- [短い問題 1]
下の原子力規制委員会の記事を読み、次の問いに答えよ。
(a) 田中俊一委員長は何年生まれか。
(b) 改正原子炉等規制法は、原発を原則何年で廃炉としたか。
(c) 島崎邦彦委員長代理が現地調査の要点として挙げた調査は何か。
- [短い問題 2]
下の原子力規制委員会の記事について、最後の文の後に続く部分を書いてください。

- [本文抜粋]
原発事故、どう防ぐ? 原子力規制委5委員に聞く
原子力規制委員会の発足から1カ月半余り。福島第一原発事故のような事故を再び起こさないための新安全基準作りに着手した。放射能拡散予測の訂正で、電力会社からの情報がチェックできていないことが発覚。検証体制づくりも課題だ。5人の委員に聞いた。
■できるだけ議論公開 田中俊一委員長
地に落ちた原子力規制行政の信頼を一つ一つ回復しないといけない。まず、全体的な規制、指針類の見直しをはかる。その中身がどうなるかが問題だ。
そのうえで、規制委の資料や議論はできるだけ公開する。とことん議論したうえで決まっていることを理解してもらうことが、信頼につながる。そのための手間は惜しまない。
電力業界の圧力を受けないためにも、透明性が大切だ。だれとどんな話をしたかはルールを定めて公表する。事務局の規制庁の職員は今までと一緒だという指摘もあるが、私自身は心配していない。全体の枠組みが変われば、人間は新しい枠組みにおさまる。
原発立地自治体には、安全と判断したことは説明する。だから再稼働させてくださいとは言わない。それは、今までと違う。再稼働の是非は自分たちで判断してほしい。
改正原子炉等規制法では40年で原則廃炉としたが、20年延長の例外規定も盛り込まれた。我々が評価し、最新の安全基準を満たしていれば認めるし、満たされていなければ認めない。ただいっぺんに20年認めるとは簡単にはいかないと考える。
◇
田中俊一委員長 1945年生まれ。元原子力委員長代理
■予断持たず自然見る 島崎邦彦委員長代理
以前、地震の長期評価に関わった。自然を見て様々な情報から、どんな危険性があるのか調べていくということでは、規制委員の仕事も共通している。これまでの研究を生かして、原発の安全審査に臨みたい。自然を素直に予断を持たずに見るつもりだ。
今の地震学は完全なものではない。わからないものはわからない。しかし、科学的な判断はできるし、それなりに社会に役立つものだ。この機会に、それを役立たせていきたい。
現地調査の要点は(断層を直接見ることができる)トレンチ調査だ。トレンチがなくても、現地を見られるところはきちんと見たい。津波の評価も早くしないといけない。
東日本大震災後に、私が「東京電力福島第一原発の津波リスクが見過ごされていた」と声を上げたと言われている。だが、地震後に初めて分かったことがいくつもある。いろんな事実が明らかになって、声を上げたということだ。
科学的根拠に基づいて出された意見が受け入れられなかったら、大きな声を上げて抗議をするしかない。でも、皆さんにはわかってもらえると思っている。

- [提供資料]
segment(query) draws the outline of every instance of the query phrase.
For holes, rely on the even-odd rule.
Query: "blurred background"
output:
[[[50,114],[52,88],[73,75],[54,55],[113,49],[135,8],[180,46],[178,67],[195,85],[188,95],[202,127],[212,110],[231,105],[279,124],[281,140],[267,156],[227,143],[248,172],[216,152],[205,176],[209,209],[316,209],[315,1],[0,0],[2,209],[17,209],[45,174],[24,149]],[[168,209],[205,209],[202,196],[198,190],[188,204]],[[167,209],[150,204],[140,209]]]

- [最終結果 1]
(a) 1945年
(b) 40年
(c) トレンチ調査

- [最終結果 2]
◇
島崎邦彦委員長代理 1946年生まれ。元地震予知連絡会長
■継続的な改善求める 更田豊志委員
今、原発の新しい安全基準を作っている。新基準での審査では、すでに整備されている消防ポンプなどの可搬設備で十分に危険性が小さくなっていることをまず確認する。さらに3年以内とか5年以内という間に恒常的な設備の整備を求めるというやり方になる可能性は十分にある。
これは猶予期間というよりも、より安全性や信頼性を高めるため、継続的に改善を求めていくという考え方に基づいている。
福島の事故では現地の指揮所となった免震重要棟が非常に重要だった。しかし、全国のすべての原発に整備されているわけではない。免震重要棟ができるまでの間、別の方法で機能を担保することが大切だ。
安全基準そのものも、来年7月に施行されたらそれで終わりではない。海外の事故や不具合、新技術の開発などに応じて、常に議論し改善されるべきだ。
今までの日本の原子力の安全規制で反省しなければならないのは、継続的な改善が求められなかったことだ。任期中には、規制側も事業者側も、継続的改善を強く意識できるような環境や仕組みにたどり着けたらと思っている。
◇
更田豊志委員 1957年生まれ。元原子力機構副部門長
■被曝不安解消に努力 中村佳代子委員
低線量被曝(ひばく)に対する不安は説明だけでは簡単には消えない。100ミリシーベルト以上被曝した場合に健康に影響が出ることは科学的に分かっているが、低線量被曝の影響を科学的に立証するのは時間がかかる。不安の解消はすぐにはできないが、様々な問題の大きさを比較しながら解決していくしかない。
福島第一原発事故当時、パニックで広報が機能せず、きちんと情報が伝えられなかった。その反省を踏まえ、分かりやすい言葉で情報発信していきたい。緊急事態に備えて日ごろから説明することで、情報共有に努めていきたい。
先日まとめた原子力災害対策指針づくりにあたって、被害者の目線に立つことを心がけた。今後は自治体が防災計画を作る際に、地域の目線でアドバイスできる人材を養成していく。それが私の仕事だ。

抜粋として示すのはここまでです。